In the Jaws: Ultimate Predator review, who tells the 3DS version's story through text journal entries?

Selected excerpt Block Start

Five years ago, Jaws Unleashed gave us a bloody, open-world shark simulator that, in spite of being almost uniformly mediocre, nevertheless redeemed itself by taking the aging movie shark to inspiring heights of absurdity. As the nominal sequel to Unleashed, it’s reasonable to assume that Jaws: Ultimate Predator (also released as a radically different Wii game) might deliver a similar experience – but as it turns out, this one’s all business.
Where the Wii version took Unleashed’s ridiculousness and ran with it to create a weird, cel-shaded adventure, the 3DS version is considerably more “realistic” – and and considerably less interesting. Here, Jaws (in a story told through text journal entries by the first movie’s marine biologist, Matt Hooper) is back to terrorizing Amity Island, without interference from any enemy more sinister than the Coast Guard, or from any monster more improbable than a colossal squid. And the focus, for the most part, is on gruesomely chowing down on any humans dumb enough to enter the water.

Selected excerpt Block End
Supplied records Block Start

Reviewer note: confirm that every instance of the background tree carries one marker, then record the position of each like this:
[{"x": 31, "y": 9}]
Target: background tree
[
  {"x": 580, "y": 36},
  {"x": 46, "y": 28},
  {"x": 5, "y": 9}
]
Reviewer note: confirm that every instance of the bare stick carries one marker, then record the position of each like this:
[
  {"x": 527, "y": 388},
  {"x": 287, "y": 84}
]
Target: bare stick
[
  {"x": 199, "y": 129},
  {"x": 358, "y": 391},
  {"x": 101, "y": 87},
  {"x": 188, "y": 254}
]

Supplied records Block End
Supplied records Block Start

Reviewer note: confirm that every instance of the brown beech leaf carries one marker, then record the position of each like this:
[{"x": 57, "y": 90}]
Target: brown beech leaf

Supplied records Block End

Response below:
Matt Hooper, the marine biologist from the first movie.